My 3 1/2 yr old son started potty training around 2yrs or so. That was when he felt ready. We started with little candies when he would go #1, which is what daycare did. And when he went #2, my husband would give him a tiny monster truck.🙂 That went over pretty well with him.

Morgan on

we had a potty party. Clapped, cheered, made a HUGE deal out of it, but no treats.

Trish on

I didn’t give my sons any rewards other than praise. I wanted for them to be ready to use the potty and then they did it on their own. No accidents or constant asking if they needed to go. We also used cloth diapers, which gave them a better awareness of their bodily functions because they could feel the wetness. My oldest son, who is autistic, went completely diaper free, except for nighttime at around 3 1/2. We did two weeks of night diapers after that but he stayed dry so we did away with night diapers too. The youngest wore diapers up until 2 1/2 but shortly after he turned 2 he stopped wearing diapers until he needed to pee. I would ask him if he wanted to use the toilet and when he didn’t want to, I would let him have a diaper. I really think following your child’s lead not the calendar is what is important.

Kate on

At the daycare I work at we had this one boy who used the grown-up toilet most of the time, but then also had set-backs when he forgot that he wasn’t wearing his diaper anymore (his mother wanted him without a diaper and didn’t mind washing his clothes when he had an accident). So whenever we found him using the toilet, we praised him and he always beamed at us. And when we found that he had been playing for a long time without having been to the bathroom, or when he was squirming around to avoid going to pee to not stop playing, we reminded him of going. It went very well, and within 2 weeks he didn’t pee his pants anymore.

Dakota on

I didn’t want to do the ‘food’ thing with my daughter. So we had a my little pony on hand for the VERY first time she went on the potty. I kinda figured making a huge deal out of the very first success would pave a good road to follow.

After that it was stickers. I made a chart for her, and once she had a ‘good potty’ she was allowed to pick a sticker and put it on her chart. After she earned x amount of stickers (The # kept going up the less accidents she had) She could ‘cash’ them in so to speak for another my little pony.

Dawn on

My son loves stickers so I decided to give him one sticker for pee and 3 for poop. This worked immediately. Also for the first couple of months, if he went dry for a whole week I gave him a small reward like a coloring book or small toy from Target’s dollar section. I would make sure I told him, “this is for keeping your underwear dry all week and using the potty.”

Amber on

We didn’t do rewards. Not sure why anyone would. And not sure why people would try to rush it either. They will do it in their own time and every child is different. I think people are in such a hurry to get their babies to grow up. Think about how that would work if you pushed your preteen to grow up….hurry and get a drivers license, have sex, move out and so on. Geez, kids are only kids once….let them be!

brannon on

I let my son pick out a cool hand soap (it was a hippopotamus that spit out soap and lit up when you pushed his head – kidoo? maybe?) In order to use it he had to use the potty. He was completely trained in 2 days! Haven’t had an accident since (though I did purchase additional soaps for school and grandmas.)

mari on

i’m still in the process of potty training. i do reward….either a hershey’s kiss or smiley sticker for pee (with clean-up of his potty) and a fruit juice popcicle for poo (but only one a day no matter how many poos he has for that day) when he has his first sucessful dry week we told him we’d take him to chucky cheese (he’s never been and we’re dreading it-don’t mean to offend but we don’t care for the atmosphere of that place). so far we’re on day 5 of a dry week…..fingers crossed. he’s even managed 2 dry nights.

□ □ □ □ □ □ □

* WHAT TO DO *
Do these statements agree with the potty training comments? Answer yes or no for each one and quote the words from the comments that decide it.
(a) Dawn's son got three stickers for poop.
(b) Morgan's potty party included treats.
(c) mari's son has already completed his first dry week.
The data have nothing to do with the text.

* DATA PROVIDED *
□ □ □ □ □ □ □

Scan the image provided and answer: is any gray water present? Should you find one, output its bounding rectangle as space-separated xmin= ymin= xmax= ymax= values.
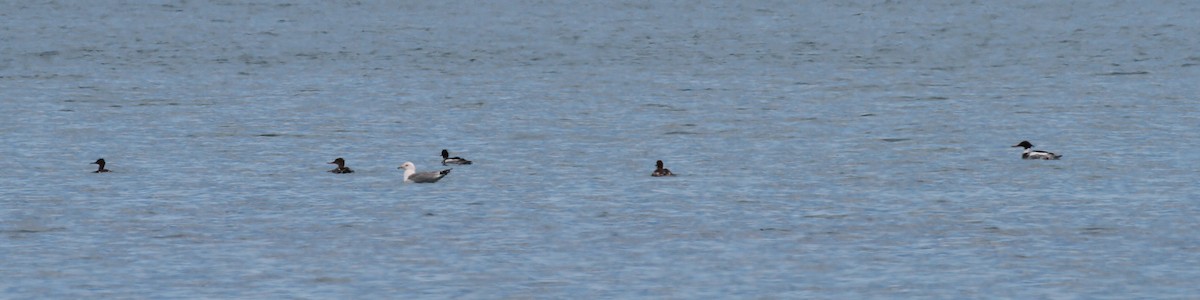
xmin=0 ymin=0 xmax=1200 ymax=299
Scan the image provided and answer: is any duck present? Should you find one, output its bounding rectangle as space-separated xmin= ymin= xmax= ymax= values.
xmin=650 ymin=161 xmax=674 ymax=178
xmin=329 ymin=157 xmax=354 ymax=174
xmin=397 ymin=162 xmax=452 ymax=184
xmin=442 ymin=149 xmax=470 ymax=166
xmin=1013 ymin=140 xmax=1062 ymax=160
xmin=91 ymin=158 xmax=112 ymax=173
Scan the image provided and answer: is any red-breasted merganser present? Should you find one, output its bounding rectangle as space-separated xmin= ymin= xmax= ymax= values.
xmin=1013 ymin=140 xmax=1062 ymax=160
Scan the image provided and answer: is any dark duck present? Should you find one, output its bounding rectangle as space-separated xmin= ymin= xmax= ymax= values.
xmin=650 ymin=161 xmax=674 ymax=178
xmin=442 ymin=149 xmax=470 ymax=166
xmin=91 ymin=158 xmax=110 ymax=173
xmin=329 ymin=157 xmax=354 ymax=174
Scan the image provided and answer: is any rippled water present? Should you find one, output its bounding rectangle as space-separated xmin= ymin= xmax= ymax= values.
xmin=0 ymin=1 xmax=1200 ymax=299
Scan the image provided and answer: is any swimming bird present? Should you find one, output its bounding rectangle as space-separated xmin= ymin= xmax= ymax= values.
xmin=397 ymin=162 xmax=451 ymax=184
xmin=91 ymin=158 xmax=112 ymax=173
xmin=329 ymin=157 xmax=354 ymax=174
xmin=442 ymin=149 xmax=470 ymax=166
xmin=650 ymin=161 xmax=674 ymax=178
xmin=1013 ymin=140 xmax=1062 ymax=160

□ □ □ □ □ □ □

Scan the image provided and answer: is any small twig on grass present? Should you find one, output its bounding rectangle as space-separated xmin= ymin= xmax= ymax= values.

□ □ □ □ □ □ □

* ANSWER FOR THE TASK *
(a) Yes: "give him one sticker for pee and 3 for poop"
(b) No: "Clapped, cheered, made a HUGE deal out of it, but no treats."
(c) No: "so far we’re on day 5 of a dry week"